Document excerpt:
Arrangement in Grey and Black No. 1, James Whistler, 1871 |
A homily given at Choral Evensong at St-Giles-in-the-Fields on Sunday 28th February 2024 based on Luke 2.22-40.
Forty days after Christmas, the church celebrates the Feast of the Presentation,
which marks the end of the season of Epiphany. Its origin lies in the
reading we heard as our second lesson, in which Luke describes how Mary and
Joseph came to present Jesus to God in the temple and make a sacrificial
offering to redeem his life, as was customary in Jewish tradition for the
parents of all first-born sons. Inside the Temple, the Holy Family meet Simeon,
led there by the Holy Spirit, through whom he learns that he will not be able
to die until he has seen the Messiah.
Simeon recognises the forty-day old baby as the Messiah and sings his great
song, which forms part of the liturgy of the church to this day "Lord now
lettest thou thy servant depart in peace, according to thy word, for mine eyes
hath seen thy salvation." Simeon's prayer goes on to describe Jesus as the
light to the Gentiles - a reference that led to the feast being known as Candlemas
from the fourth century onwards - a day when Christians would bring candles to
church to be blessed, lit and processed, bringing light to the darkness.
With all the focus on Simeon and the legacy of his
great song, it is not often we hear much about the devout widow Anna, the only
woman in the New Testament to be described as a prophet.
In many of the great works of art depicting The Presentation, including those
by Rembrandt, Anna is either not shown at all, or painted as if in half shadow,
almost as an afterthought. Neither does she attract many column inches in the literary
arts. T.S.Eliot titles his poem inspired by the feast ‘A Song for Simeon’.

What you should do: Repeat word for word the passage of the homily on the Feast of the Presentation between "With all the" and "as a prophet.", inclusive.

Supplied data:

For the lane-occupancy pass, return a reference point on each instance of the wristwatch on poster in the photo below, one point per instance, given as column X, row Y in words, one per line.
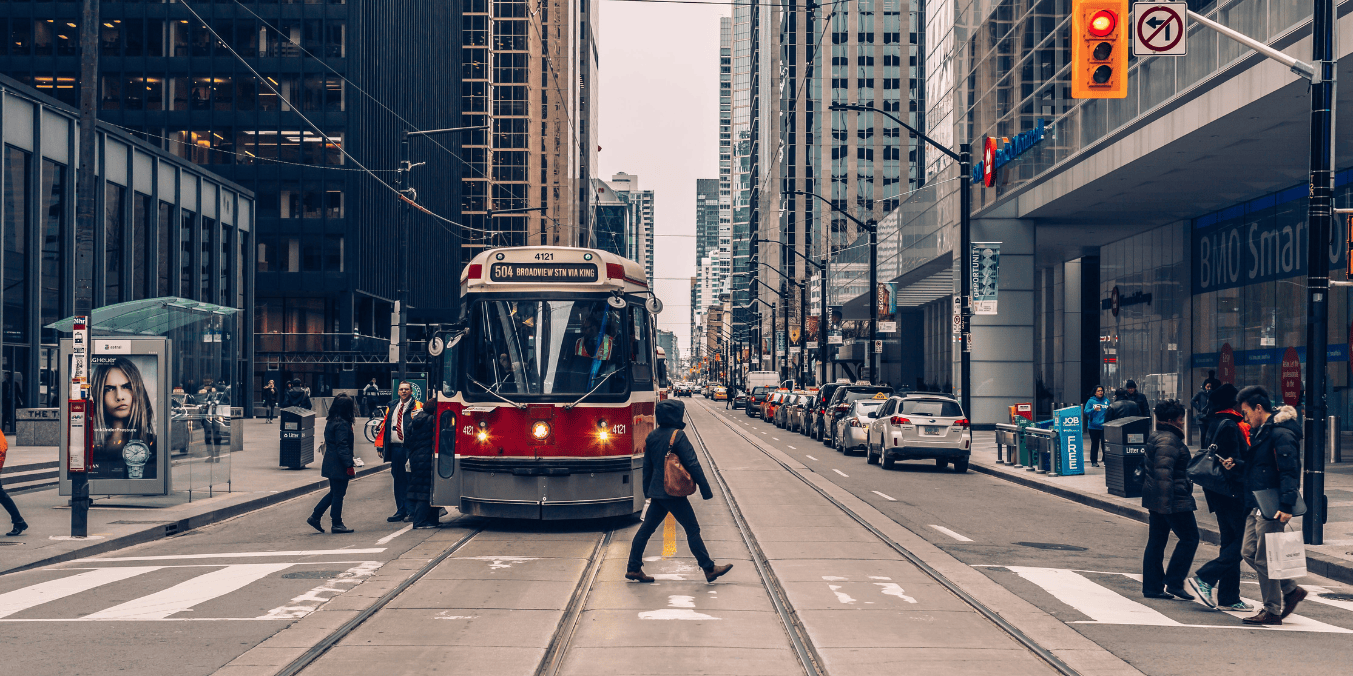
* * *
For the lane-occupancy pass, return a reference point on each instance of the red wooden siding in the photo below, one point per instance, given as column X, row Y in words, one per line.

The solution:
With all the focus on Simeon and the legacy of his
great song, it is not often we hear much about the devout widow Anna, the only
woman in the New Testament to be described as a prophet.